— Start Information supplied —
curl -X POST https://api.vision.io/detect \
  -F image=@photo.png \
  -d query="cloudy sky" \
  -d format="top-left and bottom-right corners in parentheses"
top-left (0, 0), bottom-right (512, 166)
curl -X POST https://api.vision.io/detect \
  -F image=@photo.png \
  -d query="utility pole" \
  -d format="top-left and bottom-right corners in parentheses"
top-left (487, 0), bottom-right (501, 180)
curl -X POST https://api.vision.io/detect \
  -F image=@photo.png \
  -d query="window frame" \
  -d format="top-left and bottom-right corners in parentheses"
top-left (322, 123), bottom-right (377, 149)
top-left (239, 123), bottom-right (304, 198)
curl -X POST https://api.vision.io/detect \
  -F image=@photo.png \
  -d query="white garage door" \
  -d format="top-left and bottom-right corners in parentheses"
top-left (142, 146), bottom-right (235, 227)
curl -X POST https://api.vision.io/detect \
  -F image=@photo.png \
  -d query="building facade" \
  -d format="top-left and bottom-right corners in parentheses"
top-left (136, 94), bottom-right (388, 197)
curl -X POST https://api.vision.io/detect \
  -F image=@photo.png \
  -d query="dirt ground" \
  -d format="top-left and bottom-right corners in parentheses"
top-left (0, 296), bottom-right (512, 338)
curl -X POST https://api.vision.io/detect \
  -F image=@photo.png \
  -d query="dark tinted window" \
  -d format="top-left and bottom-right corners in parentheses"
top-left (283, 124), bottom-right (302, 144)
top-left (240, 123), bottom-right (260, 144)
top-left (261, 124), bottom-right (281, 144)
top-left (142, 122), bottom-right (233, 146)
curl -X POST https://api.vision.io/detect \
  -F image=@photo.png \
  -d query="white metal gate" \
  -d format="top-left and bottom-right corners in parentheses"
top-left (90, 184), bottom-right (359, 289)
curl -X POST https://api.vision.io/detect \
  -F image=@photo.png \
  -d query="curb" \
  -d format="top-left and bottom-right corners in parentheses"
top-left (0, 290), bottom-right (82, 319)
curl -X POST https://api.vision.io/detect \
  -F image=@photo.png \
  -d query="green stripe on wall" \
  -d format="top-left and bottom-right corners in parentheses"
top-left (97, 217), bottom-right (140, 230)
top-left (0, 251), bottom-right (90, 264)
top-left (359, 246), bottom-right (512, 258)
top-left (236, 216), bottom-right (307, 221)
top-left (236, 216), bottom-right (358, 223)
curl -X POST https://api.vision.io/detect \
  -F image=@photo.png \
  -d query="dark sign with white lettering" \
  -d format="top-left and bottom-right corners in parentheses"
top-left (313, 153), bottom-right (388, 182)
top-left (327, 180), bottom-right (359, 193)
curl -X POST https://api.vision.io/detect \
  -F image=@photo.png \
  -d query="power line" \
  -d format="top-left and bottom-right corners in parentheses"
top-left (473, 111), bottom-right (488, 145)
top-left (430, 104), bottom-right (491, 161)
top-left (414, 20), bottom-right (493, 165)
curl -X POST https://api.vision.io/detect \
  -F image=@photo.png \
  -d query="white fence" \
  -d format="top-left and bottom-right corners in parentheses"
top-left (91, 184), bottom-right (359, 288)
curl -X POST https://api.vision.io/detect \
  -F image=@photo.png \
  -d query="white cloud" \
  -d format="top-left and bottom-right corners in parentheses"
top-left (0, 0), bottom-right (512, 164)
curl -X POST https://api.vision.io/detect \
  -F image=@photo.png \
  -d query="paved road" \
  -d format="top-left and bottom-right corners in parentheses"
— End Information supplied —
### Task brief
Can you reproduce all of the records above word for word, with nothing altered?

### Answer for the task
curl -X POST https://api.vision.io/detect \
  -F image=@photo.png \
  -d query="cloudy sky" \
  -d format="top-left and bottom-right corners in parentheses"
top-left (0, 0), bottom-right (512, 166)
curl -X POST https://api.vision.io/detect \
  -F image=@photo.png \
  -d query="utility pole" \
  -d format="top-left and bottom-right corners in parentheses"
top-left (487, 0), bottom-right (501, 180)
curl -X POST https://api.vision.io/detect \
  -F image=@photo.png \
  -d query="window frame" \
  -d format="top-left and bottom-right corners in parentheses"
top-left (322, 123), bottom-right (377, 149)
top-left (239, 123), bottom-right (304, 198)
curl -X POST https://api.vision.io/detect \
  -F image=@photo.png \
  -d query="white garage door" \
  -d format="top-left and bottom-right corners in parentheses"
top-left (142, 146), bottom-right (235, 227)
curl -X POST https://api.vision.io/detect \
  -F image=@photo.png \
  -d query="building facade" \
  -d format="top-left and bottom-right corners in parentheses"
top-left (136, 94), bottom-right (388, 197)
curl -X POST https://api.vision.io/detect \
  -F image=@photo.png \
  -d query="dirt ground" \
  -d format="top-left and bottom-right corners in parentheses"
top-left (0, 296), bottom-right (512, 338)
curl -X POST https://api.vision.io/detect \
  -F image=@photo.png \
  -d query="dark tinted window" \
  -d format="top-left and bottom-right corners in parentheses"
top-left (283, 124), bottom-right (302, 144)
top-left (240, 123), bottom-right (260, 144)
top-left (261, 124), bottom-right (281, 144)
top-left (142, 122), bottom-right (233, 146)
curl -X POST https://api.vision.io/detect \
  -F image=@photo.png \
  -d query="white metal gate" \
  -d format="top-left and bottom-right corners in parentheses"
top-left (90, 184), bottom-right (359, 289)
curl -X POST https://api.vision.io/detect \
  -F image=@photo.png \
  -d query="curb" \
  -d format="top-left and bottom-right corners in parentheses"
top-left (0, 290), bottom-right (82, 319)
curl -X POST https://api.vision.io/detect \
  -F image=@photo.png \
  -d query="green stripe on wall" \
  -d format="top-left and bottom-right corners in parentheses"
top-left (97, 217), bottom-right (140, 230)
top-left (0, 251), bottom-right (90, 264)
top-left (359, 246), bottom-right (512, 258)
top-left (236, 216), bottom-right (307, 221)
top-left (236, 216), bottom-right (358, 223)
curl -X POST https://api.vision.io/detect \
  -F image=@photo.png \
  -d query="dark sign with white lettering" \
  -d format="top-left and bottom-right corners in parentheses"
top-left (313, 153), bottom-right (388, 182)
top-left (327, 180), bottom-right (359, 193)
curl -X POST https://api.vision.io/detect \
  -F image=@photo.png \
  -d query="power line" \
  -d format="top-left and bottom-right corners in parentheses"
top-left (473, 111), bottom-right (488, 145)
top-left (430, 104), bottom-right (491, 161)
top-left (414, 20), bottom-right (493, 165)
curl -X POST https://api.vision.io/detect \
  -F image=@photo.png \
  -d query="white fence" \
  -d format="top-left and bottom-right corners in parentheses"
top-left (91, 184), bottom-right (359, 288)
curl -X POST https://api.vision.io/detect \
  -F image=@photo.png \
  -d query="white cloud" \
  -d format="top-left and bottom-right corners in parentheses"
top-left (0, 0), bottom-right (512, 164)
curl -X POST https://api.vision.io/detect \
  -F image=@photo.png \
  -d query="paved road" \
  -d format="top-left and bottom-right corners in parentheses"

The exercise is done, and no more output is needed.